● Aim of the exercise
Print the entries below in their entirety, exactly as they are written.

━━━━━ Data records

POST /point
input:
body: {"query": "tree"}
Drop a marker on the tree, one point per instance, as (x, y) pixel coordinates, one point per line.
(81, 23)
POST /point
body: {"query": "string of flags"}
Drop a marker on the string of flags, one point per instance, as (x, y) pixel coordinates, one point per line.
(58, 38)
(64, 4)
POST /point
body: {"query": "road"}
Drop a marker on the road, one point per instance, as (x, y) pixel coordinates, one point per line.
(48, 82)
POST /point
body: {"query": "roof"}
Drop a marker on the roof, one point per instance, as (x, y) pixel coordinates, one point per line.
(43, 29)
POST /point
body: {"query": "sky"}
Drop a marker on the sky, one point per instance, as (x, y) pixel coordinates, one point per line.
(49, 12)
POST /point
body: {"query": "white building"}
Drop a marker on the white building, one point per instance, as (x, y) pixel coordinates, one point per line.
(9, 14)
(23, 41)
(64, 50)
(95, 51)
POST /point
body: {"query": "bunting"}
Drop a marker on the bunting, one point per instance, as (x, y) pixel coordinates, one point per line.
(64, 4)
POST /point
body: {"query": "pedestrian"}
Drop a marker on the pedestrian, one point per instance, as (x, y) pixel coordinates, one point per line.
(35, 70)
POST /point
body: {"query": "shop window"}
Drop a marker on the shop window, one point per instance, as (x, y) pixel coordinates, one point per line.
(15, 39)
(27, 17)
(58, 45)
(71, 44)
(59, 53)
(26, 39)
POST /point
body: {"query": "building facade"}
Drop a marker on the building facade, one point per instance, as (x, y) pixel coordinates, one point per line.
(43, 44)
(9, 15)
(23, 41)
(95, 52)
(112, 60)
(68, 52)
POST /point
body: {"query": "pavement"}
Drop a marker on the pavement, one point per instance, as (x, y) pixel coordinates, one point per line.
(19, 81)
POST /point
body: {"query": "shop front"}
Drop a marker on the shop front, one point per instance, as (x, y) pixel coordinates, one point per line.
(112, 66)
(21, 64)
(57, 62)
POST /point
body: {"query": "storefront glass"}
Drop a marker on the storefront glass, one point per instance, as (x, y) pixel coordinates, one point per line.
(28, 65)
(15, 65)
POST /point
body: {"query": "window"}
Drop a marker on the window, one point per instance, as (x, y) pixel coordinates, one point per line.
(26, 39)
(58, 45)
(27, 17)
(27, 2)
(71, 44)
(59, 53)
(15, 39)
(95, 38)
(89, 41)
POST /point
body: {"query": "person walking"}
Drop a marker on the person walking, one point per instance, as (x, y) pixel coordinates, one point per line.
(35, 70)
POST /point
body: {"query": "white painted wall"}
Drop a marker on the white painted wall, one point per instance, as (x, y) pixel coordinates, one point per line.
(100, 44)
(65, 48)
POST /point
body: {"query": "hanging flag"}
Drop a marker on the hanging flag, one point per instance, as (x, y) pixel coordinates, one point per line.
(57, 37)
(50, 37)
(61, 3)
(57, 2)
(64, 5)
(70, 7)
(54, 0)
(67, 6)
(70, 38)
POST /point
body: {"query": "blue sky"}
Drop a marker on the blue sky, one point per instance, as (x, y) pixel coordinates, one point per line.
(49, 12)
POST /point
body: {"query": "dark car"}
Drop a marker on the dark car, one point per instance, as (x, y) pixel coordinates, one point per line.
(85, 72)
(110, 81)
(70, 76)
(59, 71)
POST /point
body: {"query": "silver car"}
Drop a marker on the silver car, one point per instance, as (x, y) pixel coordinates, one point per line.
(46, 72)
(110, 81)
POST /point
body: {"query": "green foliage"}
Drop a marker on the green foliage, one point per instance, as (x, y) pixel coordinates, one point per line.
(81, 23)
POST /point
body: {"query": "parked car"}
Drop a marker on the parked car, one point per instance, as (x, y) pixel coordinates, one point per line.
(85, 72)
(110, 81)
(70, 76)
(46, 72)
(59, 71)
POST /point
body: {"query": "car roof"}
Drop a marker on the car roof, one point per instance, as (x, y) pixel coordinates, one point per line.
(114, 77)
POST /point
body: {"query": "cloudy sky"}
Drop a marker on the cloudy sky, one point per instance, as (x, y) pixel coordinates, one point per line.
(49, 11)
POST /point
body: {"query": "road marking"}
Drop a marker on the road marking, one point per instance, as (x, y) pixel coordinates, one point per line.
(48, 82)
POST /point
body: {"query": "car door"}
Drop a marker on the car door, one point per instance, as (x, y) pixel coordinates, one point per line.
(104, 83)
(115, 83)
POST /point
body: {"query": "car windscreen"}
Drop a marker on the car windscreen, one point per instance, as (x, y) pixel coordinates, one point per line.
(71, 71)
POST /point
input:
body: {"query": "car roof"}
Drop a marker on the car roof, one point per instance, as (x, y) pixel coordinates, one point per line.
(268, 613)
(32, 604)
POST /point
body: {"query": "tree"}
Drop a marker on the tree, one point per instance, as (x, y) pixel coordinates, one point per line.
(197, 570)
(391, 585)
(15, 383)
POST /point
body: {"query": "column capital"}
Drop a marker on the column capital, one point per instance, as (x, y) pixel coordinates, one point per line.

━━━━━━━━━━

● Reply to the task
POST /point
input:
body: {"query": "tree"}
Drop a marker on the tree, one point per instance, as (x, y) pixel coordinates, one point per line.
(81, 23)
POST /point
body: {"query": "string of flags"}
Drop a marker on the string of flags, one point per instance, as (x, y) pixel coordinates, one point per line.
(58, 38)
(64, 4)
POST /point
body: {"query": "road"}
Drop a marker on the road, one point per instance, as (x, y) pixel coordinates, one point per line.
(48, 82)
POST /point
body: {"query": "roof"}
Drop a marker on the roof, one point per instance, as (x, y) pixel coordinates, one point per line.
(43, 29)
POST /point
body: {"query": "sky"}
Drop a marker on the sky, one point per instance, as (x, y) pixel coordinates, one point per line.
(49, 12)
POST /point
body: {"query": "white building"}
Drop a marker on the white building, one point per instance, as (x, y) pixel coordinates, one point per line.
(9, 14)
(23, 41)
(64, 50)
(95, 51)
POST /point
body: {"query": "bunting"}
Drop a marker on the bunting, one point per instance, as (x, y) pixel coordinates, one point per line.
(64, 4)
POST /point
body: {"query": "pedestrian"}
Drop a marker on the pedestrian, one point per instance, as (x, y) pixel coordinates, one point per line.
(35, 70)
POST /point
body: {"query": "shop window"}
Drop a marker on the shop window, one point per instance, as (x, y) pixel coordinates, one point per line.
(15, 39)
(27, 17)
(58, 45)
(71, 44)
(59, 53)
(26, 39)
POST /point
body: {"query": "building facade"}
Drop a marker on the building facade, one point per instance, as (x, y) pixel coordinates, one point per line.
(43, 44)
(9, 15)
(23, 41)
(95, 52)
(112, 60)
(68, 52)
POST /point
body: {"query": "pavement"}
Drop a marker on the pavement, one point per instance, as (x, y) pixel coordinates, one point per line.
(19, 81)
POST /point
body: {"query": "shop front"}
Drop a marker on the shop front, one point per instance, as (x, y) pixel coordinates, one point per line.
(112, 66)
(21, 64)
(57, 62)
POST /point
body: {"query": "storefront glass"}
Drop a marker on the storefront glass, one point per instance, as (x, y) pixel coordinates, one point per line.
(28, 65)
(15, 65)
POST /point
body: {"query": "window"}
Drop a marker on the window, one point per instance, as (x, y) pixel coordinates, one point per line.
(26, 39)
(58, 45)
(27, 17)
(27, 2)
(71, 44)
(59, 53)
(15, 39)
(95, 38)
(89, 41)
POST /point
body: {"query": "person walking"}
Drop a marker on the person walking, one point per instance, as (x, y) pixel coordinates, one point per line.
(35, 70)
POST /point
body: {"query": "white painted wall"}
Drop a marker on the white painted wall, one point per instance, as (x, y) pixel coordinates, one point per line.
(100, 44)
(65, 48)
POST /point
body: {"query": "hanging flag"}
Drop a marker on the hanging flag, one point per instance, as (x, y) pixel coordinates, one point per line.
(57, 37)
(50, 37)
(61, 3)
(57, 2)
(64, 5)
(70, 7)
(54, 0)
(67, 6)
(70, 38)
POST /point
body: {"query": "blue sky"}
Drop a marker on the blue sky, one point per instance, as (x, y) pixel coordinates, one point per line.
(49, 12)
POST /point
body: {"query": "dark car"}
Drop a marker on the dark car, one point per instance, as (x, y) pixel coordinates, one point per line.
(85, 72)
(110, 81)
(70, 76)
(59, 71)
POST /point
body: {"query": "silver car"}
Drop a marker on the silver car, one point per instance, as (x, y) pixel coordinates, one point per line.
(46, 72)
(110, 81)
POST /point
body: {"query": "green foliage"}
Drop a marker on the green foliage, one point per instance, as (x, y) pixel coordinates, one point per line.
(81, 23)
POST /point
body: {"query": "parked car"}
Drop a marker on the parked car, one point per instance, as (x, y) pixel coordinates, one point per line.
(85, 72)
(110, 81)
(70, 76)
(46, 72)
(59, 71)
POST /point
body: {"query": "car roof"}
Drop a marker on the car roof, one point per instance, as (x, y) pixel coordinates, one point per line.
(114, 77)
POST /point
body: {"query": "cloudy sky"}
Drop a marker on the cloudy sky, one point per instance, as (x, y) pixel coordinates, one point per line.
(49, 11)
POST /point
body: {"query": "road marking"}
Drop a marker on the road marking, one point per instance, as (x, y) pixel coordinates, one point per line.
(48, 82)
POST /point
body: {"query": "car door"}
Drop a marker on the car door, one point per instance, as (x, y) pixel coordinates, one point per line.
(104, 83)
(115, 83)
POST /point
body: {"query": "car windscreen"}
Drop a marker on the car windscreen, one point per instance, as (x, y) pixel coordinates, one point per line.
(71, 71)
POST /point
input:
body: {"query": "car roof"}
Drop a marker on the car roof, one point per instance, as (x, y) pixel coordinates, one point per line.
(268, 613)
(32, 604)
POST /point
body: {"query": "tree"}
Drop a marker on the tree, one point per instance, as (x, y) pixel coordinates, one point per line.
(197, 570)
(391, 585)
(15, 383)
POST /point
body: {"query": "column capital"}
Drop a marker on the column capital, one point per instance, as (x, y) pixel coordinates, one point per line.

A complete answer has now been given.